→ Requirement
Go through the records below and restate each one word for word.

→ Referring expression pointing data
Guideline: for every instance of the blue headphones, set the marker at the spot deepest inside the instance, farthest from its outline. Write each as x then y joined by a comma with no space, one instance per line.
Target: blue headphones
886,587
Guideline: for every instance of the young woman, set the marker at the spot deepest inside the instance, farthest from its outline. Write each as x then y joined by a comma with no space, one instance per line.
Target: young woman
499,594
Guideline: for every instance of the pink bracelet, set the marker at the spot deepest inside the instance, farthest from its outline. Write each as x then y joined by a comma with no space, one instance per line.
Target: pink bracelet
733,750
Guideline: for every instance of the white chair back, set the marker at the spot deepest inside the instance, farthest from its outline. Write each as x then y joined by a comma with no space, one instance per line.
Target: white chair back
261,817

→ Task result
Guideline: for every instance of the blue headphones, set the marker at the spot deepest inside the instance, farthest from its outline. Write each as x then y joined by a comma with no space, one instance per line.
Target: blue headphones
886,587
Guideline: for every instance of the young woman, set the marker at the spot deepest inside the instance, farthest from its outline. Write each as x then y joined by a comma with no space, one instance per line.
Target: young woman
499,594
Guideline: for every instance of the pink bracelet, set the marker at the spot deepest inside the instance, farthest from its outline. Write each as x then y joined by a comma with no space, one instance per line.
Target: pink bracelet
733,750
Guideline: for every instance of the white chair back, set the marker at the spot deepest inside the instance, farthest from its outline. Write each as x then y joined by a comma with no space, one instance per line.
Target: white chair back
261,817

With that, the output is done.